Why is enquo + !! preferable to substitute + eval

Question

In the following example, why should we favour using f1 over f2? Is it more efficient in some sense? For someone used to base R, it seems more natural to use the "substitute + eval" option.

library(dplyr)

d = data.frame(x = 1:5,
               y = rnorm(5))

# using enquo + !!
f1 = function(mydata, myvar) {
  m = enquo(myvar)
  mydata %>%
    mutate(two_y = 2 * !!m)
}

# using substitute + eval    
f2 = function(mydata, myvar) {
  m = substitute(myvar)
  mydata %>%
    mutate(two_y = 2 * eval(m))
}

all.equal(d %>% f1(y), d %>% f2(y)) # TRUE

In other words, and beyond this particular example, my question is: can I get get away with programming using dplyr NSE functions with good ol' base R like substitute+eval, or do I really need to learn to love all those rlang functions because there is a benefit to it (speed, clarity, compositionality,...)?

▶ Problem details:
Answer these about the dplyr question above:
1. Which function does f1 use to capture myvar?
2. What values does column x of the data frame d hold?
3. Which three possible benefits of rlang functions does the asker list in parentheses?

▶ Entries taken from a collection:
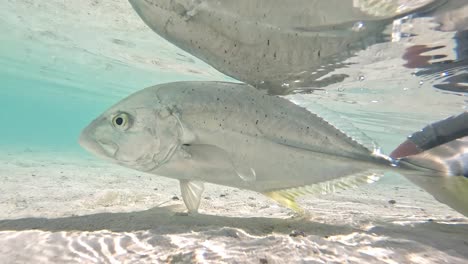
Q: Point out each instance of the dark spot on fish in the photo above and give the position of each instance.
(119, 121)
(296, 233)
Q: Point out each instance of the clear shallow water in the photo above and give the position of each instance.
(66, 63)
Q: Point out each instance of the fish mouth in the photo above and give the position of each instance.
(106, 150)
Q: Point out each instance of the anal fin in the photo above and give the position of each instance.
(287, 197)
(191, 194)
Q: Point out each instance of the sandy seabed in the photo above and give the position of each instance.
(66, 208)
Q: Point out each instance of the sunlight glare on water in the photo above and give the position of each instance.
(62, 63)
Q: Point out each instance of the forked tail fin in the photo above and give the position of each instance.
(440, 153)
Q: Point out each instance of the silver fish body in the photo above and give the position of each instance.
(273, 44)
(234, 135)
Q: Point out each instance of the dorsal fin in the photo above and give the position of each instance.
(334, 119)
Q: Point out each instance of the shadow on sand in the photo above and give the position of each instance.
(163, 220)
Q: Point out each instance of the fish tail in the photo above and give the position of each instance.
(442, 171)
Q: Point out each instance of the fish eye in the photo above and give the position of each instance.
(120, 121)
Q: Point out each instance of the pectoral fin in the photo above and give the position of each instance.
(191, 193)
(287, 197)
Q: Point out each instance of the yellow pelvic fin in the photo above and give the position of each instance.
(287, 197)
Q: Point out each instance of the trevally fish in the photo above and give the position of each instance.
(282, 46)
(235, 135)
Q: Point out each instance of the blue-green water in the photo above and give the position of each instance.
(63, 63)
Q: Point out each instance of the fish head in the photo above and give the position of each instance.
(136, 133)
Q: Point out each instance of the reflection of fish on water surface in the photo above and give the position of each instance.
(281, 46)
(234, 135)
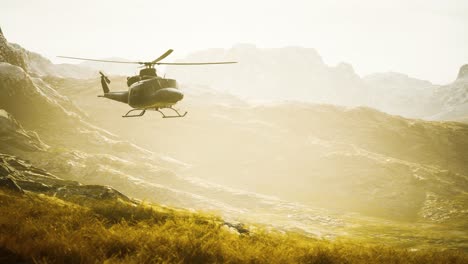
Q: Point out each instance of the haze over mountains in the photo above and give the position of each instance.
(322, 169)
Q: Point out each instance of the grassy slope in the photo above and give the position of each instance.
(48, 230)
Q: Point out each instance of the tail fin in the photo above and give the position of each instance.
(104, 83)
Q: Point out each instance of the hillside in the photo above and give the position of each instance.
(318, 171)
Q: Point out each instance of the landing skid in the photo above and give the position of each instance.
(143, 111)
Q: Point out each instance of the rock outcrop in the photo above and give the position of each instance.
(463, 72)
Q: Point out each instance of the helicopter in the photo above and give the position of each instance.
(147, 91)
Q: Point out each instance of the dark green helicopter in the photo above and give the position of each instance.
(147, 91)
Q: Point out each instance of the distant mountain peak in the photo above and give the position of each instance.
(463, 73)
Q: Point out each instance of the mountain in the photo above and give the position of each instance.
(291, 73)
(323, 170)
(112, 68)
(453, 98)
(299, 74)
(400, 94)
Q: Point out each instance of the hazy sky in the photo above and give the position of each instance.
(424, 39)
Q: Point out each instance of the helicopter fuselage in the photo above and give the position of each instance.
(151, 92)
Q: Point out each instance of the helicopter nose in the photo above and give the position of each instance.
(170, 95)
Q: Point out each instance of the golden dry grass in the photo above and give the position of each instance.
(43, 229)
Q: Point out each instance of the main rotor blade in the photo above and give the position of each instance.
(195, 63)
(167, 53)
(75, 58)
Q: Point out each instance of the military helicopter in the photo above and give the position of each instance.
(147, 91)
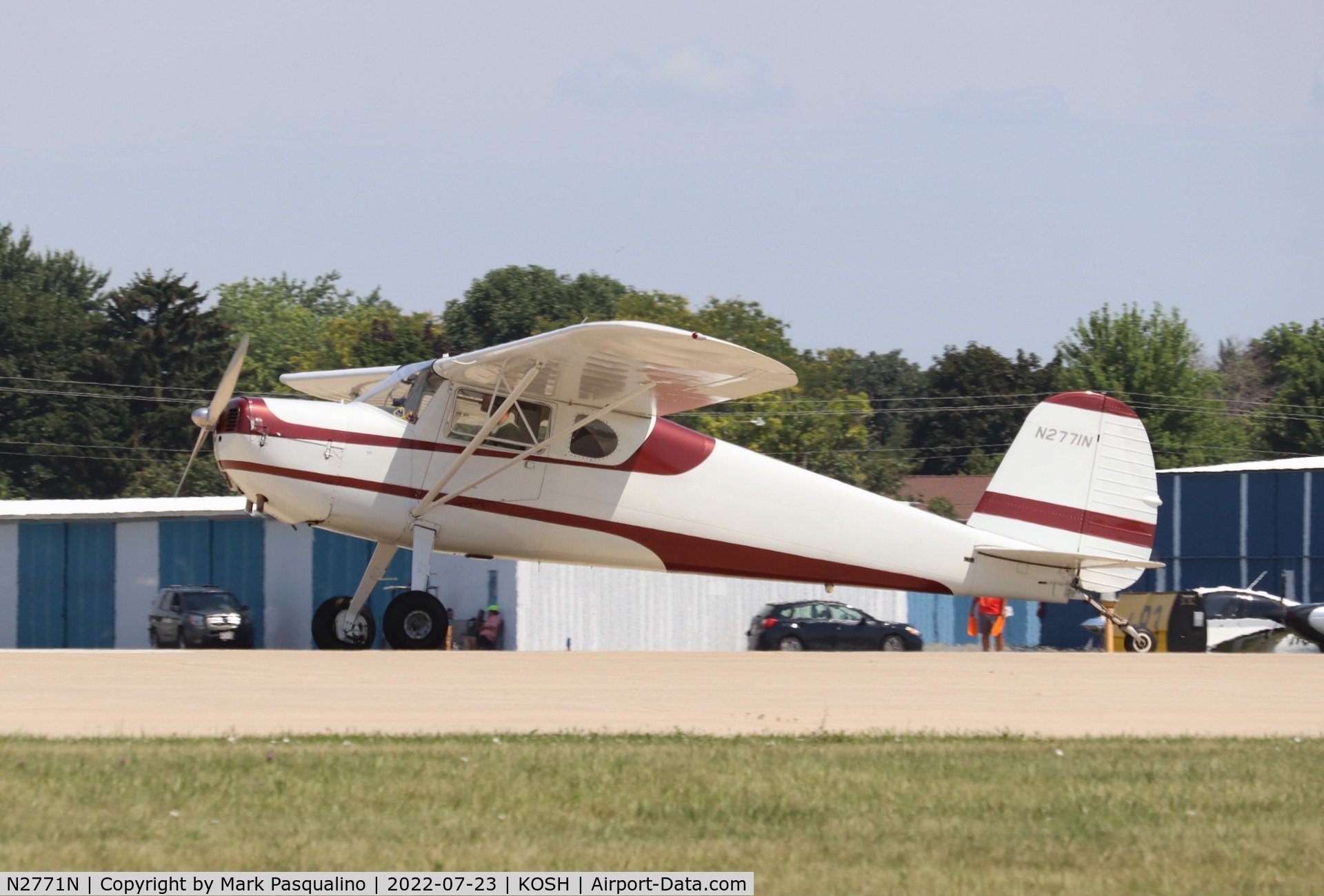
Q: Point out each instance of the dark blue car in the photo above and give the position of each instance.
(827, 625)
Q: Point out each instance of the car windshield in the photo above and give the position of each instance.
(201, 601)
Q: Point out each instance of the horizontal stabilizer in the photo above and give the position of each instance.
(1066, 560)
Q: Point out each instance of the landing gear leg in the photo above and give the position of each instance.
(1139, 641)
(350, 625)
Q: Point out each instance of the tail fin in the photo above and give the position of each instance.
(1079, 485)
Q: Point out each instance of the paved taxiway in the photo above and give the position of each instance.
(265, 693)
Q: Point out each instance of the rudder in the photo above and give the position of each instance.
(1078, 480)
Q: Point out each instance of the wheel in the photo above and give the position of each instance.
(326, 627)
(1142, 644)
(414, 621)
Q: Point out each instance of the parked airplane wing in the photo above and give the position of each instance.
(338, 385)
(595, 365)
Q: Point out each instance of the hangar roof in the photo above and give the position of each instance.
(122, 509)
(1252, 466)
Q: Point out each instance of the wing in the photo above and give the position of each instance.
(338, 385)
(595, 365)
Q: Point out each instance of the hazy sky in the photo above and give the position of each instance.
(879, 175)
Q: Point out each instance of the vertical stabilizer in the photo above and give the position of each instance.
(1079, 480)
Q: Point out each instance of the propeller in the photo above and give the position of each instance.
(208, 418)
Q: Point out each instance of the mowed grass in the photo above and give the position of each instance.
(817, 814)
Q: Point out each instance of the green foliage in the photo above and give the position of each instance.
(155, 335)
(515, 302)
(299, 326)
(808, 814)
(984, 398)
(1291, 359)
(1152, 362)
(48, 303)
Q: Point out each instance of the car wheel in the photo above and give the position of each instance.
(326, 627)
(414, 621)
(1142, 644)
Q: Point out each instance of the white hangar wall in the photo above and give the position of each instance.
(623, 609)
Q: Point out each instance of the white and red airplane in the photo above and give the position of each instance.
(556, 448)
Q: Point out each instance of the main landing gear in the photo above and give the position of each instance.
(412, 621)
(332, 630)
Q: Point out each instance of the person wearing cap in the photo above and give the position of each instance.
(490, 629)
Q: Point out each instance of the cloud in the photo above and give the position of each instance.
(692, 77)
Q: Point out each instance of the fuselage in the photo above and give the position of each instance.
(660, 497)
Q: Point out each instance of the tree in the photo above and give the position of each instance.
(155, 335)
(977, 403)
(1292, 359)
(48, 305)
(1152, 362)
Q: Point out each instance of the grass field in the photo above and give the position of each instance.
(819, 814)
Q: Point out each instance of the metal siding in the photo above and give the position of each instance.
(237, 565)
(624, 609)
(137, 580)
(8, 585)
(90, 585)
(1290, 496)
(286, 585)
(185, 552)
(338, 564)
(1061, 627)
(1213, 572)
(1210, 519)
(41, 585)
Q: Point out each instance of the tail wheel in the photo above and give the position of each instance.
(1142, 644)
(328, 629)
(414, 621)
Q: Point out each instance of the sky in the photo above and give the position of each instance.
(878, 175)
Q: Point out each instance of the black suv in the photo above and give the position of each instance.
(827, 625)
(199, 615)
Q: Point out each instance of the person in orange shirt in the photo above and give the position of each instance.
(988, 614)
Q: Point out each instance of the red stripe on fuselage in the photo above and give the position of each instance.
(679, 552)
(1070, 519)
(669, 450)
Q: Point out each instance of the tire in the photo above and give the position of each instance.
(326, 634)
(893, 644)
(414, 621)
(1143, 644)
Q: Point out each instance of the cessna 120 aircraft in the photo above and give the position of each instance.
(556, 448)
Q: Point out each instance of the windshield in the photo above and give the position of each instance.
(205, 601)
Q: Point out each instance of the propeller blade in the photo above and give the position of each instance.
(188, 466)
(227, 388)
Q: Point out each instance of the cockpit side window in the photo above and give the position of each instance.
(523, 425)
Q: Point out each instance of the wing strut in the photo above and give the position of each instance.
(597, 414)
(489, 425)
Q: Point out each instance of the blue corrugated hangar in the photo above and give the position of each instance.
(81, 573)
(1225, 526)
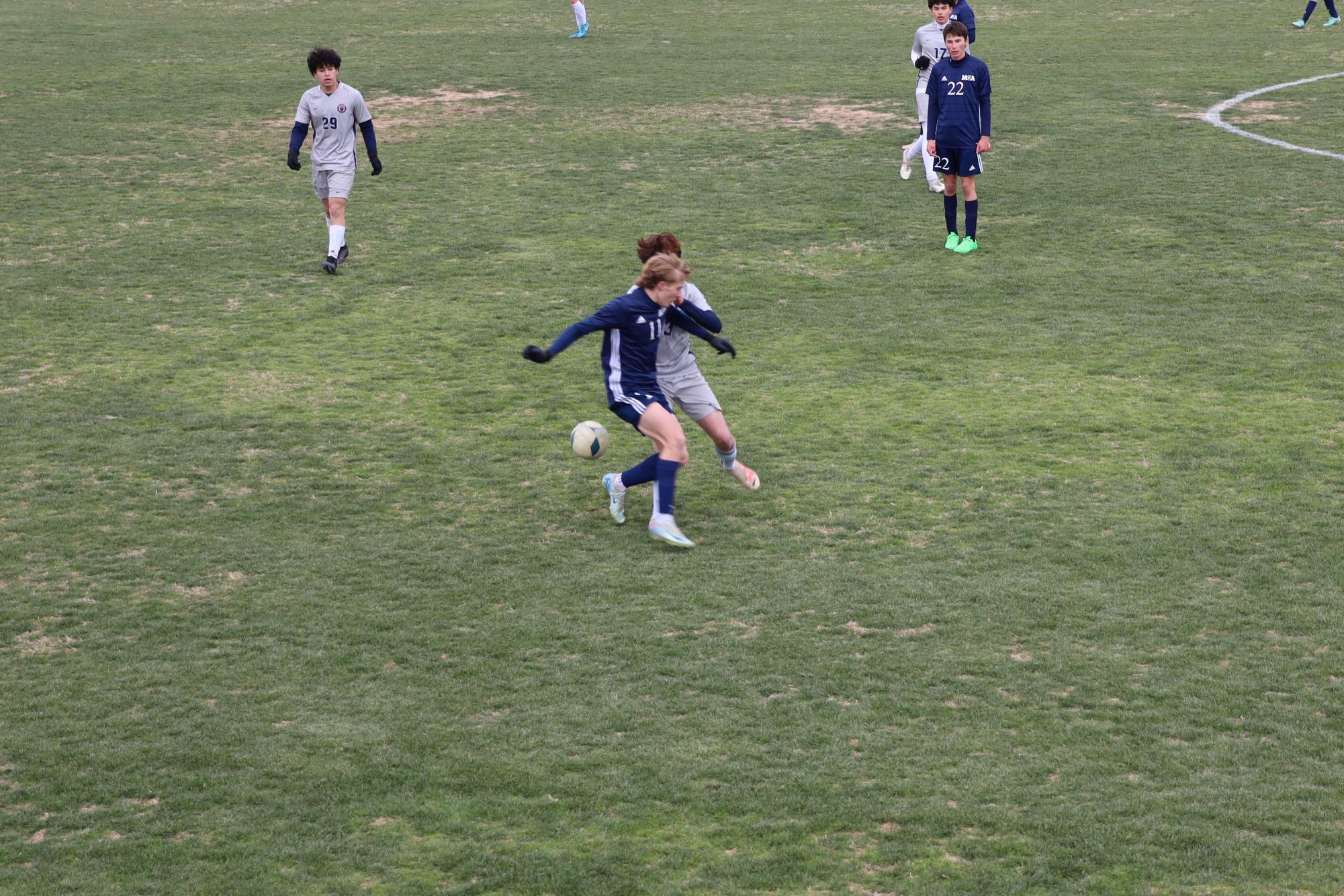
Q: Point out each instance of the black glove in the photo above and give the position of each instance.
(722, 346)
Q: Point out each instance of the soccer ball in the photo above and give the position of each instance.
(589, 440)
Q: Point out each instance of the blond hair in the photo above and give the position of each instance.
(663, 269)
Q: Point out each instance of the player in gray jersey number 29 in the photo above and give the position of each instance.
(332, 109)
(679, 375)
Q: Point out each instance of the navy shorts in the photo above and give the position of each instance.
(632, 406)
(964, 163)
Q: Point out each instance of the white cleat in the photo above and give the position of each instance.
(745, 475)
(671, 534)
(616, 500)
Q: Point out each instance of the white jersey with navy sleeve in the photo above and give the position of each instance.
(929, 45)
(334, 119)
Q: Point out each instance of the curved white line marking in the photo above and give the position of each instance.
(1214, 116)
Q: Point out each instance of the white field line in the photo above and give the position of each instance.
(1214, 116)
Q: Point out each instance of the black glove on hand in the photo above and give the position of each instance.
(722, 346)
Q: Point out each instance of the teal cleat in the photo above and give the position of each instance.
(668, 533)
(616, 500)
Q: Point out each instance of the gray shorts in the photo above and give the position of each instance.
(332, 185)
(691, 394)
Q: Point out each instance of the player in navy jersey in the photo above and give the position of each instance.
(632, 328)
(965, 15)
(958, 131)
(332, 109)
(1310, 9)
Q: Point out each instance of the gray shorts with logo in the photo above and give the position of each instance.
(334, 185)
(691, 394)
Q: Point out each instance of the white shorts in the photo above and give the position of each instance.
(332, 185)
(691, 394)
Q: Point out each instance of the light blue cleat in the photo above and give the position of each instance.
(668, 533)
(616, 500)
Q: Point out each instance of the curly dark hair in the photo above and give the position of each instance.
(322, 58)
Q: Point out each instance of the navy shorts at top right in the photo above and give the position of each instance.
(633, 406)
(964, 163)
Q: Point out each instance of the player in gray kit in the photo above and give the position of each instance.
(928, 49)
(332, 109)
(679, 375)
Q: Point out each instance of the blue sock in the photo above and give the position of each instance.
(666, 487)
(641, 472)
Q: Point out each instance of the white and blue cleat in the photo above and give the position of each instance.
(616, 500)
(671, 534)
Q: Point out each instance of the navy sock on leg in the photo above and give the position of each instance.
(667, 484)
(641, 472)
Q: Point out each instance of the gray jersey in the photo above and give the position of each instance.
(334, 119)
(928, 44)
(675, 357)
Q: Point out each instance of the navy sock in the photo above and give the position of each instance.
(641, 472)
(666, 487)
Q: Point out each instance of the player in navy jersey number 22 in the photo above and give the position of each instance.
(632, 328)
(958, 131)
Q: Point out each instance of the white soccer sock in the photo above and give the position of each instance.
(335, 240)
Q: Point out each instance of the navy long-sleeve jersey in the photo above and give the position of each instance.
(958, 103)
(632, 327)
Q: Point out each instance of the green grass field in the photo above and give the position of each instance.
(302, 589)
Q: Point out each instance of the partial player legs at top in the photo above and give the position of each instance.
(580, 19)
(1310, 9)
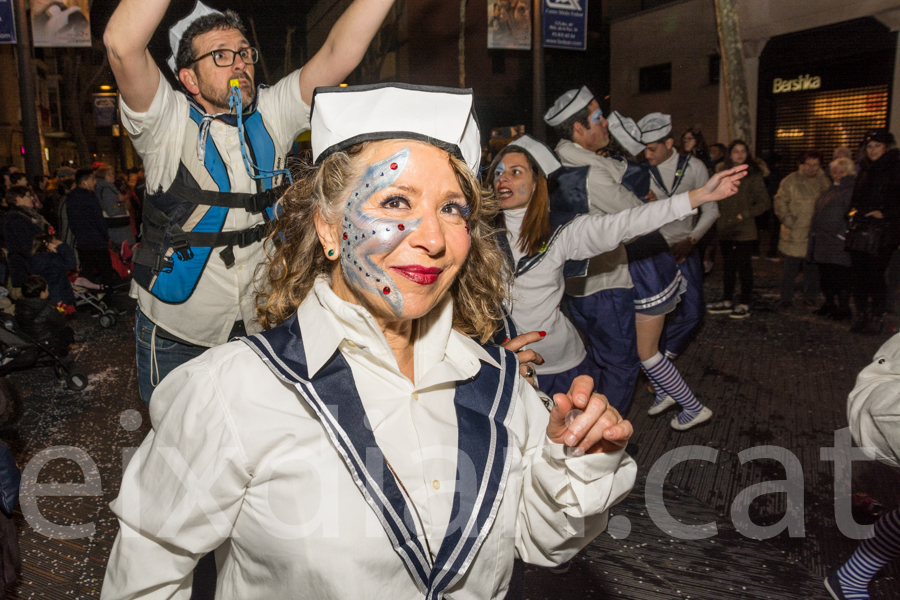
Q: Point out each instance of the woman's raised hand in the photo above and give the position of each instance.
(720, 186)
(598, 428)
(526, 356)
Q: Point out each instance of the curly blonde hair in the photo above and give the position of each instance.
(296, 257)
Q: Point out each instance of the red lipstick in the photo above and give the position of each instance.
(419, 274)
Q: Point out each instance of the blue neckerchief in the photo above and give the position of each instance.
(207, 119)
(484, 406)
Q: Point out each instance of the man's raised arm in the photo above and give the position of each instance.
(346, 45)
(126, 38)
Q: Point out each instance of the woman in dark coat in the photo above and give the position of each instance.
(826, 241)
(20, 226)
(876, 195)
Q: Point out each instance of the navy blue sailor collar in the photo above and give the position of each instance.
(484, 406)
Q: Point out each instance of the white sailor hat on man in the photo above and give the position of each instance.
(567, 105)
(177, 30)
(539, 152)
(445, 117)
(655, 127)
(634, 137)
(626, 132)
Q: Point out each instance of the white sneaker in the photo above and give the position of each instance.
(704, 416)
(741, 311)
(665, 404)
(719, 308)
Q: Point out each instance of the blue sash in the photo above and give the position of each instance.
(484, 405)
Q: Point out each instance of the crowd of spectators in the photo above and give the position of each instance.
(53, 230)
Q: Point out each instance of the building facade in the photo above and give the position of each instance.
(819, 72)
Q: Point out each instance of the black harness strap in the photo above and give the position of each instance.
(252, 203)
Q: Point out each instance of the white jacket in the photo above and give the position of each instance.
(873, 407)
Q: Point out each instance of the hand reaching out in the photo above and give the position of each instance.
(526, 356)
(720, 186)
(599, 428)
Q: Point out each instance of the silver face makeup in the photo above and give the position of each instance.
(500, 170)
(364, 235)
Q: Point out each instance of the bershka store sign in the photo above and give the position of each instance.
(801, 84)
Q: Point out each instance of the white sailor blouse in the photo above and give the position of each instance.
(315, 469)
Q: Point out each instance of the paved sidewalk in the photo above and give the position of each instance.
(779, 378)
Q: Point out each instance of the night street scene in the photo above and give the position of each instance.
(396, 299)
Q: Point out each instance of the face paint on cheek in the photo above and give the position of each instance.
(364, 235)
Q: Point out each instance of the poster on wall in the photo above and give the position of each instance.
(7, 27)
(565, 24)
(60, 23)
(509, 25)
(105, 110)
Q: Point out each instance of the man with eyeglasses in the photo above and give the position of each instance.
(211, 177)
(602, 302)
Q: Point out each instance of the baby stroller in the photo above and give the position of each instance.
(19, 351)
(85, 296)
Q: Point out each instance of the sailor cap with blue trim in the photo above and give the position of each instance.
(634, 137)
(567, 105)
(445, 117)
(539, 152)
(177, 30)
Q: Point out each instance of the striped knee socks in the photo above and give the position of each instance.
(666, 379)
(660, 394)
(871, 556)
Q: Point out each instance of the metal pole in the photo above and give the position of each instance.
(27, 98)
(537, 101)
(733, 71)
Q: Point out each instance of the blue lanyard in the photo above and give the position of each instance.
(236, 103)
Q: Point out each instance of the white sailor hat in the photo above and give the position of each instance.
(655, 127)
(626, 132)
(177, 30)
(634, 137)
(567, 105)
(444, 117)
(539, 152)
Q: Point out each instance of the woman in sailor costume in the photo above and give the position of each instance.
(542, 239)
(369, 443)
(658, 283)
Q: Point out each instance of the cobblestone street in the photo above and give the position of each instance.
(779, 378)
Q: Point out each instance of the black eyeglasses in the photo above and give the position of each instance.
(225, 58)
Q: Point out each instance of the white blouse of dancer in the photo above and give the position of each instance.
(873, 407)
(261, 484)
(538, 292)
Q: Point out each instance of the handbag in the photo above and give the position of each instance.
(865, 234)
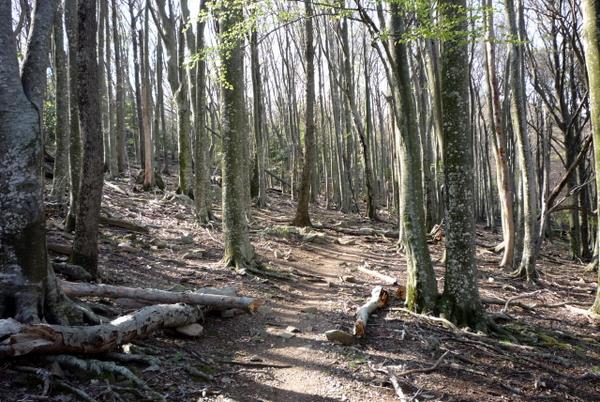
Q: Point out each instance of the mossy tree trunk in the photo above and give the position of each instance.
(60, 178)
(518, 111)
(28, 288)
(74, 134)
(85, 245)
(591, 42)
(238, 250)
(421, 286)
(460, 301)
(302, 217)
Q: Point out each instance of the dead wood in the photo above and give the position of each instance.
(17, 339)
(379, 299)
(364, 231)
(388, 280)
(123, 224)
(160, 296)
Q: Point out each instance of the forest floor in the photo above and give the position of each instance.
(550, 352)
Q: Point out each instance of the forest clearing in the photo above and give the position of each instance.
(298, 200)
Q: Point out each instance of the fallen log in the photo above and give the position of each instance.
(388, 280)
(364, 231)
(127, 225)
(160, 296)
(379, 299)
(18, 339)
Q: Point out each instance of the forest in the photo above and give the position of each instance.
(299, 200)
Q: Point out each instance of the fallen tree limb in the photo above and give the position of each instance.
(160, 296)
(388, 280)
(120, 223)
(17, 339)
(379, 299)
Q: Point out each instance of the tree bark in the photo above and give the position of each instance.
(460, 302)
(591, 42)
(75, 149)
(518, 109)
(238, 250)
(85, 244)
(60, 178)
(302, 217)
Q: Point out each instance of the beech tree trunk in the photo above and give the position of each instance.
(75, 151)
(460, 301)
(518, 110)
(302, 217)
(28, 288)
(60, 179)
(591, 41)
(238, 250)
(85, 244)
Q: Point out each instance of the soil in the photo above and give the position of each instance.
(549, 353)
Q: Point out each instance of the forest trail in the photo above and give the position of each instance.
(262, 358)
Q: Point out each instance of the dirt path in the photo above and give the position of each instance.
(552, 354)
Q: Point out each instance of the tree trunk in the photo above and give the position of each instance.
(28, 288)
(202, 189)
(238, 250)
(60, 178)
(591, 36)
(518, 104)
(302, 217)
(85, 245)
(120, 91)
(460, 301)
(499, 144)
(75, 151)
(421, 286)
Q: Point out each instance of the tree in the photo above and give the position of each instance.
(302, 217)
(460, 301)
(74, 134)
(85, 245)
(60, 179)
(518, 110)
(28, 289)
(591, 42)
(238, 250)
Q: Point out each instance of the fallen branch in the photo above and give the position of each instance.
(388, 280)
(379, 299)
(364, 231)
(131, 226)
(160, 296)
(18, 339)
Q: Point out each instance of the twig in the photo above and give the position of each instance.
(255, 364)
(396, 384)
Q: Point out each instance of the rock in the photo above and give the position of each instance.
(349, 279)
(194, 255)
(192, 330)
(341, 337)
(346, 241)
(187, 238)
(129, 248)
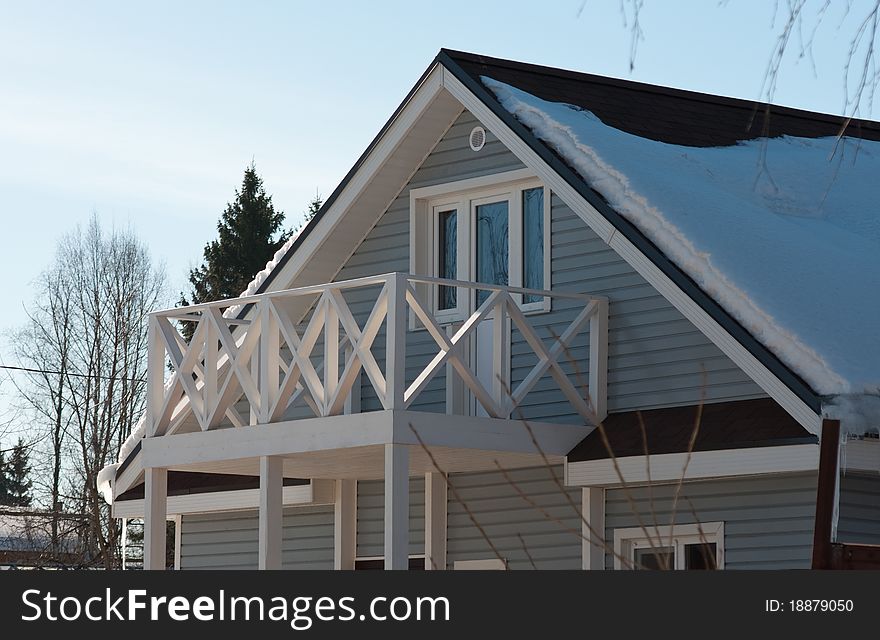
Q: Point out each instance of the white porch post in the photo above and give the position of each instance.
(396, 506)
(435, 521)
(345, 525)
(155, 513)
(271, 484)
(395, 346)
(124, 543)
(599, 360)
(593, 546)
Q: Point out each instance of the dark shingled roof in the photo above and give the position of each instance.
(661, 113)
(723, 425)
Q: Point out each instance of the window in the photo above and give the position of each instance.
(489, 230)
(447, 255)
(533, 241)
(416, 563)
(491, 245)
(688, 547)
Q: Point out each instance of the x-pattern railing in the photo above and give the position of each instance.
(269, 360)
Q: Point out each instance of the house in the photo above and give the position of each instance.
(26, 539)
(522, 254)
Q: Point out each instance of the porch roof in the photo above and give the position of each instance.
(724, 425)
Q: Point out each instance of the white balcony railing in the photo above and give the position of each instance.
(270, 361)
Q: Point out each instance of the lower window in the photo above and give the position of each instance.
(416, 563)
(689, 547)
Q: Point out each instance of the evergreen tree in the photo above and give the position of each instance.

▶ Written solution:
1. enquo
2. 1 to 5 (1:5)
3. Speed, clarity, compositionality